# Text for analysis

========================

UN says 7,000 Syrians have quit Jordan border camp
BEIRUT - More than 7,000 people have left a desperate desert camp for displaced Syrians near the Jordanian border since March, a United Nations spokesperson said Friday.
According to the UN's humanitarian coordination office OCHA, around 36,000 people remained in the isolated Rukban camp near Al-Tanf base used by the US-led coalition fighting the Islamic State group, after over 4,000 left between March and April 21.
The Syrian government and key backer Russia said in February they had opened corridors out of the camp, calling on residents to leave.
"Since March, over 7,300 people have left Rukban," OCHA spokesman David Swanson said, including some 3,000 who left after April 21.
Those who have quit the camp have moved to collective shelters in the central city of Homs or resettled in their areas of origin in the province of the same name, OCHA said Thursday.
It said Rukban residents were organising their own transportation to the edge of a de-escalation zone established around Al-Tanf, from where they either continued in their vehicles or were transferred by private or government-provided vehicles to four collective shelters in Homs city.

========================

# Source material
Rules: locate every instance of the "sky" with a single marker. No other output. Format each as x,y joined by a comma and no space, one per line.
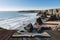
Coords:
15,5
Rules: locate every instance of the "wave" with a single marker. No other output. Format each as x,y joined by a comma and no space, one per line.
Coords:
18,22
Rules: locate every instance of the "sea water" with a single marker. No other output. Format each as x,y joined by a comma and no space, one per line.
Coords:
16,20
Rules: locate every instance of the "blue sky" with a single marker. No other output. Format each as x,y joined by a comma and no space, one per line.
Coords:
28,4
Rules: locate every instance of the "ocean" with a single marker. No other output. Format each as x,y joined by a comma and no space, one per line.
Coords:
16,20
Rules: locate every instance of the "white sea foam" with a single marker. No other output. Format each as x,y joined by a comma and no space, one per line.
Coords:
18,22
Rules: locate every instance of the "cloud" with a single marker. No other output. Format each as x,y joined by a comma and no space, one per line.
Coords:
24,8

========================

# What to do
- a) List every figure in the article on the Rukban camp that gives a number of people, with the qualifying word that accompanies each.
- b) Carry on the news article about Syrians leaving the Rukban camp, beginning after its last sentence.

# Exercise answers
- a)
- more than 7,000
- around 36,000
- over 4,000
- over 7,300
- some 3,000

- b)
The Britain-based Syrian Observatory for Human Rights says those returning to government-held parts of Homs from Rukban had struck so-called "reconciliation deals" with the Syrian government.
Conditions inside Rukban are dire, with many surviving on just one simple meal a day, often bread and olive oil or yoghurt, according to one resident.
The camp has been particularly difficult to reach due to its location on the Jordanian border and the proximity of US forces and the rebels they support.
In February, a humanitarian convoy of 133 trucks delivered food, clothes, healthcare items and medical supplies to the camp's residents.
The February 6 delivery was just the second in three months.
Syria's civil war killed more than 370,000 people and displaced millions since it started with the brutal repression of anti-government protests in 2011.